[Start Data records]
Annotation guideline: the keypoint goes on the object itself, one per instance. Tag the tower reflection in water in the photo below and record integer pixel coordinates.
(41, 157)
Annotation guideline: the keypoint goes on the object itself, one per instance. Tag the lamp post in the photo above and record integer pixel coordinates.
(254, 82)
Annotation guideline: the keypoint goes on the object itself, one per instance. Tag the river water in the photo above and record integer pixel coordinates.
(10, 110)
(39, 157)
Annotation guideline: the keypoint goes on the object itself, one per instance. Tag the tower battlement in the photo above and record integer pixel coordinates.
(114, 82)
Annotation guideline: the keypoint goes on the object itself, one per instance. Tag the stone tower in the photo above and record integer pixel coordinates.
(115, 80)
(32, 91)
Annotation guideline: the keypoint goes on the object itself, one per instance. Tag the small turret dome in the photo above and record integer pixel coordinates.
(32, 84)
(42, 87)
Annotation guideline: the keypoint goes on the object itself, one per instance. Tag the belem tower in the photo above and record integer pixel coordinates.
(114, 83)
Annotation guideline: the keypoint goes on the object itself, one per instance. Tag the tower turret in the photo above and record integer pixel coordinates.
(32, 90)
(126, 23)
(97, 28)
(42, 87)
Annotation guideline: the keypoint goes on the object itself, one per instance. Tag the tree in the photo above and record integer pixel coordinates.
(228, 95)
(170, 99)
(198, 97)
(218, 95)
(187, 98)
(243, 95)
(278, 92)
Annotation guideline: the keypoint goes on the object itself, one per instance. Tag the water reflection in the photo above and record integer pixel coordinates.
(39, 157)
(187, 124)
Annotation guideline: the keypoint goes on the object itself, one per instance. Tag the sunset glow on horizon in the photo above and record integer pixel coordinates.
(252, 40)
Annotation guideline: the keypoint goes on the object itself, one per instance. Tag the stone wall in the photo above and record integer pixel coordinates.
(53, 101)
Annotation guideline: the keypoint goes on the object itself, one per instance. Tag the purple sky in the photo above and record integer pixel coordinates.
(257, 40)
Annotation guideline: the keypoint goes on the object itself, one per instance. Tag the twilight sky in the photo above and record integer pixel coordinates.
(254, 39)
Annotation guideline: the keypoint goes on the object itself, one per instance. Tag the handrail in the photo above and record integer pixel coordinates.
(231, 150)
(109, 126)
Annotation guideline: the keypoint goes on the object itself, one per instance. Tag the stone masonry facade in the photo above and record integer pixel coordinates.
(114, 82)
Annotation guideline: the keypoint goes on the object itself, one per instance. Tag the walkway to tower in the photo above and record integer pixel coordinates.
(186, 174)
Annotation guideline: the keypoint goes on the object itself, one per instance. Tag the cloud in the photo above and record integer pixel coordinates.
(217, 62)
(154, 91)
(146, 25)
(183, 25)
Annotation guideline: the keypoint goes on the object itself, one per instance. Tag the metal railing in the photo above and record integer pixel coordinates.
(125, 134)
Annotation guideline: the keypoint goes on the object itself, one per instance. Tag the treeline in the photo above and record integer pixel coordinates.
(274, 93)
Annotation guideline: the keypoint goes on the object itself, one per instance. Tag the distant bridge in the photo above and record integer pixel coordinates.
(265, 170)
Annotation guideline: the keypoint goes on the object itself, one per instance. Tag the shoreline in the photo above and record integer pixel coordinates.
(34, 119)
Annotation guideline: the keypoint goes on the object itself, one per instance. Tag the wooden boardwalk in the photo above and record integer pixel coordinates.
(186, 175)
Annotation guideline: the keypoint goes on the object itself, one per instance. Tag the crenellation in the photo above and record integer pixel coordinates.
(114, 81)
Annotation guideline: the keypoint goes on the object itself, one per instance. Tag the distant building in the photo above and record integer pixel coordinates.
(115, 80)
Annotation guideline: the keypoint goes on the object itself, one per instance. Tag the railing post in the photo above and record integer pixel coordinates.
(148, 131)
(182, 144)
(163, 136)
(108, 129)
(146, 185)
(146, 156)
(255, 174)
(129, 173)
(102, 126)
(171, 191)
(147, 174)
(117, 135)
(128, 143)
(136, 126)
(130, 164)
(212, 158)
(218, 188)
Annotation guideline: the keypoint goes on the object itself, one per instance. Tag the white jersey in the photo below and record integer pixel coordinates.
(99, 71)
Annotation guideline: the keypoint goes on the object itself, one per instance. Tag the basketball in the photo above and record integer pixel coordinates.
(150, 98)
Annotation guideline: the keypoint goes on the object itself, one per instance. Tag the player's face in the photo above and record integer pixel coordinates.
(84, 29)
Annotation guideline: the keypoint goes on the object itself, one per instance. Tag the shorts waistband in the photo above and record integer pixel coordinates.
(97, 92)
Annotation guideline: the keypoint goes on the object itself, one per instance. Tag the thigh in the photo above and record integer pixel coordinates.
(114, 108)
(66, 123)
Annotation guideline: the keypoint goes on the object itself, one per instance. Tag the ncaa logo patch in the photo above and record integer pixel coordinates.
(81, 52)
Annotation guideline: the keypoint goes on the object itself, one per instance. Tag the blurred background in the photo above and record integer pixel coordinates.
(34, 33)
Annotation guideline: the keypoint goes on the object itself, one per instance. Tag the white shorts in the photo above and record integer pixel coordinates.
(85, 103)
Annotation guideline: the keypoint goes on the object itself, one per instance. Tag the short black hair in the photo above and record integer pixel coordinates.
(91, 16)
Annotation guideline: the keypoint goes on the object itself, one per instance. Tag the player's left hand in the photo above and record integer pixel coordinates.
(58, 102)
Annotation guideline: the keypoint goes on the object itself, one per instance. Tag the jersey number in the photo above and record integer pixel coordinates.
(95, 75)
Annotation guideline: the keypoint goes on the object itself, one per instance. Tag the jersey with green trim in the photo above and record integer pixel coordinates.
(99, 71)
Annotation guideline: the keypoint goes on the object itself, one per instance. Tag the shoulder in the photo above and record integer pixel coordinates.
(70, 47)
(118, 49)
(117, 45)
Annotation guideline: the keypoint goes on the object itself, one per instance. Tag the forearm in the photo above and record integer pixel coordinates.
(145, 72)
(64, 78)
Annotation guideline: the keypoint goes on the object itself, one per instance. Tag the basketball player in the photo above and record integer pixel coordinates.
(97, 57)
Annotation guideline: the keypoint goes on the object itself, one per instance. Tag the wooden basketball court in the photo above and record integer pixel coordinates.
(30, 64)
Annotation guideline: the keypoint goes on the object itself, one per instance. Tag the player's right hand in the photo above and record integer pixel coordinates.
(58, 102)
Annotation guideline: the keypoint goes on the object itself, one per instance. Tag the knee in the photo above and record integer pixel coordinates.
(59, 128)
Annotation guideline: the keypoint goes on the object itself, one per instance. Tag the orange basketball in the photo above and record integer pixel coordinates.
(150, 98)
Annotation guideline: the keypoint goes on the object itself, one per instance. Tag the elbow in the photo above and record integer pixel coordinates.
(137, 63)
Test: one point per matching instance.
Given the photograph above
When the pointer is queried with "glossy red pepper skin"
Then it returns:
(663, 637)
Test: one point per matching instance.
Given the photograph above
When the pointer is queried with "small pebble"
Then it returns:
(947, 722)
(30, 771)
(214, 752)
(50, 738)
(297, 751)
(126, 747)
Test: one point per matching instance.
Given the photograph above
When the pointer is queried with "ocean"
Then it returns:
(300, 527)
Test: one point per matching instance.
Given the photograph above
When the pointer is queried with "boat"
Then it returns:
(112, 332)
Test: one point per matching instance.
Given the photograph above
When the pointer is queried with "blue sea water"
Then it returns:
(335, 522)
[End Data records]
| Instructions for the task |
Copy out each line exactly as written.

| Task solution |
Annotation guideline: the keypoint goes on the object itself, one per instance. Tag the tower reflection in water in the photo below and record integer pixel coordinates.
(41, 157)
Annotation guideline: the keypoint goes on the object itself, one per instance. Tag the lamp post in the photo above and record integer pixel coordinates.
(254, 82)
Annotation guideline: the keypoint goes on the object itself, one per instance. Tag the river water in the photo above and record integer pixel coordinates.
(10, 110)
(39, 157)
Annotation guideline: the keypoint goes on the object itself, one per instance. Tag the tower battlement in the photo above and record integer pixel coordinates.
(114, 82)
Annotation guideline: the keypoint goes on the object itself, one per instance. Tag the stone tower in the photo above and record integer pixel coordinates.
(115, 80)
(32, 91)
Annotation guideline: the keypoint goes on the object itself, one per instance. Tag the small turret dome in the photo above and record integer pixel coordinates.
(32, 84)
(42, 87)
Annotation guideline: the keypoint goes on the object itself, one per instance. Tag the belem tower in the photo above and record integer pixel coordinates.
(114, 83)
Annotation guideline: the keypoint goes on the object itself, one per instance. Tag the tower turret in the photo above and record integer pixel coordinates.
(32, 90)
(126, 23)
(97, 28)
(42, 87)
Annotation guideline: the keypoint goes on the object itself, one per instance. Tag the tree in the photo above and record integer pixel coordinates.
(228, 95)
(170, 99)
(198, 97)
(218, 95)
(187, 98)
(243, 95)
(278, 92)
Annotation guideline: the keypoint goes on the object itself, one per instance. Tag the water reflection in the photo above and record integer pixel coordinates.
(39, 157)
(187, 124)
Annotation guideline: the keypoint goes on the object itself, one per instance. Tag the sunset glow on horizon in the photo above and record integer pixel coordinates.
(252, 40)
Annotation guideline: the keypoint goes on the object itself, one per instance. Tag the stone wall in the photo above and record integer pixel coordinates.
(53, 101)
Annotation guideline: the keypoint goes on the object itself, one per instance. Tag the purple sky in the photo above and record integer pixel coordinates.
(257, 40)
Annotation guideline: the keypoint goes on the object itself, one per instance. Tag the twilight sky in the photo above and record integer pixel coordinates.
(254, 39)
Annotation guideline: the keypoint goes on the object itself, one per instance. Tag the handrail in the photo above and record integer pixel coordinates.
(231, 150)
(109, 126)
Annotation guideline: the keypoint goes on the object itself, one per instance. Tag the stone masonry facade in the photo above and record integer pixel coordinates.
(114, 82)
Annotation guideline: the keypoint goes on the object itself, one per instance. Tag the walkway to tower in the photo above and record integer pixel coordinates.
(186, 174)
Annotation guideline: the keypoint goes on the object itself, one per instance. Tag the cloud in the photo above and record integer pixel coordinates.
(217, 62)
(154, 91)
(146, 25)
(183, 25)
Annotation guideline: the keypoint goes on the object itself, one per instance. Tag the metal railing in the photo above and record integer pixel coordinates.
(125, 134)
Annotation guideline: the keypoint goes on the object itself, one per instance. Tag the treeline in the photo above and record integer pixel coordinates.
(274, 93)
Annotation guideline: the keypoint goes on the object itself, one per instance. Tag the distant bridge in the photo above and record integer pixel coordinates.
(265, 170)
Annotation guideline: the keypoint goes on the object itself, one per instance. Tag the shoreline in the photo above and record integer pixel coordinates.
(34, 119)
Annotation guideline: the keypoint goes on the object itself, one per instance. Tag the wooden boardwalk in the photo above and record integer pixel coordinates.
(186, 175)
Annotation guideline: the keypoint goes on the object itself, one per instance. Tag the crenellation in the photo above and record integer pixel coordinates.
(114, 81)
Annotation guideline: the keypoint goes on the object itself, one per instance. Tag the distant building in the photo above and record integer pixel coordinates.
(115, 80)
Annotation guideline: the keypoint goes on the object itself, one per instance. Tag the railing post in the photo above and record integer pixel coordinates.
(148, 131)
(182, 144)
(163, 136)
(108, 129)
(146, 185)
(146, 156)
(255, 174)
(129, 173)
(102, 126)
(171, 191)
(147, 174)
(117, 135)
(128, 143)
(136, 126)
(130, 164)
(212, 158)
(218, 188)
Annotation guideline: the keypoint goes on the object itself, one per instance. Tag the white jersey in the photo below and record integer pixel coordinates.
(99, 71)
Annotation guideline: the keypoint goes on the object itself, one per instance. Tag the basketball in the photo above and record integer pixel coordinates.
(150, 98)
Annotation guideline: the keypoint goes on the object itself, one per instance. Tag the player's face in the photo above and record integer pixel coordinates.
(84, 29)
Annotation guideline: the keypoint goes on the object itself, one per instance. Tag the shorts waistband in the photo above and record integer pixel coordinates.
(97, 92)
Annotation guideline: the keypoint goes on the object itself, one per instance. Tag the thigh in the photo above and record integer pixel coordinates.
(114, 108)
(66, 123)
Annotation guideline: the keypoint goes on the object itself, one per instance. Tag the ncaa logo patch in the photo above and record integer pixel coordinates.
(81, 52)
Annotation guideline: the keypoint goes on the object itself, one per instance. Tag the blurred background in the photo above and record integer pixel coordinates.
(34, 33)
Annotation guideline: the keypoint goes on the object itself, one per instance. Tag the white shorts in the photo above and record integer pixel coordinates.
(85, 103)
Annotation guideline: the keypoint goes on the object itself, one per instance. Tag the short black hair in the photo above and record integer pixel coordinates.
(91, 16)
Annotation guideline: the keypoint goes on the object itself, one per instance. Tag the player's left hand in the photo above and record integer pixel coordinates.
(58, 102)
Annotation guideline: the keypoint goes on the object itself, one per instance. Tag the jersey number in the photo above and record integer pixel coordinates.
(95, 75)
Annotation guideline: the keypoint goes on the object itself, one per instance. Tag the jersey with green trim in the photo above and record integer pixel coordinates.
(99, 71)
Annotation guideline: the keypoint goes on the object itself, one per instance. Tag the shoulder in the photo above and record integer pixel coordinates.
(70, 47)
(118, 49)
(117, 45)
Annotation guideline: the keypoint goes on the object itself, one per instance. Tag the forearm in the photo above and record integer pixel coordinates.
(145, 72)
(64, 78)
Annotation guideline: the keypoint goes on the object itself, one per instance. Tag the basketball player in the photo above and record integer pixel coordinates.
(97, 57)
Annotation guideline: the keypoint goes on the object itself, one per instance. Tag the wooden basketball court in the photo above and record integer pixel coordinates.
(30, 64)
Annotation guideline: the keypoint goes on the object itself, one per instance. Tag the player's right hand in the photo above and record integer pixel coordinates.
(58, 102)
Annotation guideline: the keypoint goes on the object itself, one per instance. Tag the knee in the photo above and record integer pixel coordinates.
(59, 128)
Annotation guideline: the keypoint goes on the object itself, one per instance. Tag the orange basketball in the photo above and record integer pixel coordinates.
(150, 98)
Annotation guideline: the keypoint goes on the object itself, one per instance. Tag the elbow in the photo above and record integer pixel coordinates.
(137, 63)
Test: one point per matching instance.
Given the photograph above
When the pointer is queried with "glossy red pepper skin"
Then it returns:
(663, 637)
Test: one point per matching instance.
Given the photograph above
When the pointer is queried with "small pebble"
Then it returns:
(947, 722)
(30, 771)
(214, 752)
(50, 738)
(297, 751)
(126, 747)
Test: one point per matching instance.
Given the photograph above
When the pointer is queried with "ocean"
Then it returns:
(300, 527)
Test: one point per matching instance.
Given the photograph above
When the pointer is queried with "boat"
Then it returns:
(112, 332)
Test: one point per matching instance.
Given the photograph above
When the pointer is queried with "blue sea water"
Then it returns:
(335, 522)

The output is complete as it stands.